Required action: Exactly as written, give back every record below.

Data extracts:
:::
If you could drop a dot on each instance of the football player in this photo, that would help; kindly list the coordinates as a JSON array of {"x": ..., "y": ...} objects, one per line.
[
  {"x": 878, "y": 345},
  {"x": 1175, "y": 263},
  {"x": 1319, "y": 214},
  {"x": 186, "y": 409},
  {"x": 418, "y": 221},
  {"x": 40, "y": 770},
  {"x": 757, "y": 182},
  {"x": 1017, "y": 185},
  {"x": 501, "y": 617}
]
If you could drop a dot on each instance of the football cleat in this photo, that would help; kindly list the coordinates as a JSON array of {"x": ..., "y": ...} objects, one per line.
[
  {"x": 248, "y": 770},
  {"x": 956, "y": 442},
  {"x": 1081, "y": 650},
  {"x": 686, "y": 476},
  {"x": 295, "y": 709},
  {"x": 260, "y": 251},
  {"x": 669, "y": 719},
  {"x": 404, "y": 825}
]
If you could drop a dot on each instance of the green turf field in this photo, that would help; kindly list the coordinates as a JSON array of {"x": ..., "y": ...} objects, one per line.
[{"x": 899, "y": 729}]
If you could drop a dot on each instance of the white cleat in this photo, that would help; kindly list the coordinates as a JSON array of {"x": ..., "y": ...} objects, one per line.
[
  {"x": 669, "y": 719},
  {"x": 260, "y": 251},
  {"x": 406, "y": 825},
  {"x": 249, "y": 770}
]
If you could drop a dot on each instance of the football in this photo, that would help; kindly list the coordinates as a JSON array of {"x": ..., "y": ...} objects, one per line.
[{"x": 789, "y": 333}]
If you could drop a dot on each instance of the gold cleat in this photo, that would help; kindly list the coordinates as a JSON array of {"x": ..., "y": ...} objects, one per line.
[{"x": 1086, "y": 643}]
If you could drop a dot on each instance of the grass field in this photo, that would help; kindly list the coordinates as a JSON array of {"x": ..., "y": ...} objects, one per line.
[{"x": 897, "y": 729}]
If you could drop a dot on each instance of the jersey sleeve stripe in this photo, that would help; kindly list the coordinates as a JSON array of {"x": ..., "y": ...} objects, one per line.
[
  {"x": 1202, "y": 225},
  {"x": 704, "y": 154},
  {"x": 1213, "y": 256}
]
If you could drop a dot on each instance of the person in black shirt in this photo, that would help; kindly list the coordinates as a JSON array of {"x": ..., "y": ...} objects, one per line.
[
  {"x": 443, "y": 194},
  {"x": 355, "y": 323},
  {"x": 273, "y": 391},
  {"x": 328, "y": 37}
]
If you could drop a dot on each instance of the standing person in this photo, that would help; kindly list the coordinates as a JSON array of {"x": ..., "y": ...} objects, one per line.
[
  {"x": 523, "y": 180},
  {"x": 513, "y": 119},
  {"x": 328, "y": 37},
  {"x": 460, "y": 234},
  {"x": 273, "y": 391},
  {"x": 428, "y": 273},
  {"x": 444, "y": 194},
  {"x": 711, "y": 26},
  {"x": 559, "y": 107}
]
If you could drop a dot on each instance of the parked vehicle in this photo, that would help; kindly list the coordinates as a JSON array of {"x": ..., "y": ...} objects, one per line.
:::
Expected answer:
If you could drop a dot on each instance of the football player in this photo, that would help; kindly list the coordinates as a JSON array of {"x": ..., "y": ...} objects, one per line.
[
  {"x": 878, "y": 345},
  {"x": 1175, "y": 263},
  {"x": 1319, "y": 214},
  {"x": 186, "y": 409},
  {"x": 418, "y": 221},
  {"x": 40, "y": 770},
  {"x": 757, "y": 182},
  {"x": 1017, "y": 185},
  {"x": 501, "y": 617}
]
If you could drop a dot on each instance of the football cleat in this photo, that would help; kindly list the coordinates as a JSON array of {"x": ..., "y": ...} objects, one per line.
[
  {"x": 248, "y": 770},
  {"x": 956, "y": 442},
  {"x": 1081, "y": 650},
  {"x": 686, "y": 476},
  {"x": 295, "y": 709},
  {"x": 260, "y": 251},
  {"x": 669, "y": 719},
  {"x": 404, "y": 825}
]
If you could drop a dot on each instance of the green turf field in this photo, that would help; kindly list the coordinates as a JSON array of {"x": ..., "y": ...} objects, one per line.
[{"x": 899, "y": 729}]
If you could drop a dot on each instance of the white cleat in this photo, that would help; kindly list the coordinates as a JSON array of {"x": ..., "y": ...} objects, one per line.
[
  {"x": 669, "y": 719},
  {"x": 260, "y": 251},
  {"x": 406, "y": 825},
  {"x": 249, "y": 770}
]
If you could drop a dot on each instance of the football in this photo, that would help; kindly list the coordinates as a JSON array of {"x": ..., "y": ...} objects, one per line.
[{"x": 789, "y": 333}]
If you could drop a dot on each instance of the gold cleat in this photo, that would help; kindly list the coordinates as a JSON array of {"x": ..., "y": ...} objects, one per line.
[{"x": 1086, "y": 643}]
If you could drop a dot on each instance of the grass field in this photo, that would help; kindly list the coordinates as a JSON array of {"x": ..., "y": ...} objects, one per line.
[{"x": 897, "y": 729}]
If you could drop a dot on each instance of the jersey sleeve stripe in this photo, that would help; kindly list the coordinates as a JSON array of {"x": ..., "y": ...} objects, one per line.
[
  {"x": 1202, "y": 225},
  {"x": 704, "y": 154},
  {"x": 1213, "y": 256}
]
If you could drop a dot on each instance of the person in black shirt in this photo, that would help; kindly list the coordinates as a JSON array of {"x": ..., "y": ...} objects, one per line.
[
  {"x": 443, "y": 194},
  {"x": 355, "y": 323},
  {"x": 273, "y": 391},
  {"x": 328, "y": 37}
]
If you could drop a dot on each instance of the standing person in this photo, that would help; kindly list the coordinates as a JSON array of {"x": ..., "y": ...} objects, one per line.
[
  {"x": 523, "y": 180},
  {"x": 513, "y": 119},
  {"x": 328, "y": 37},
  {"x": 460, "y": 234},
  {"x": 273, "y": 391},
  {"x": 428, "y": 273},
  {"x": 444, "y": 194},
  {"x": 711, "y": 26},
  {"x": 559, "y": 107}
]
If you could drop a dot on each instance of the parked vehicle in this photo, that would help; kindly list the coordinates as a JSON array of {"x": ..., "y": ...} objects, one per line.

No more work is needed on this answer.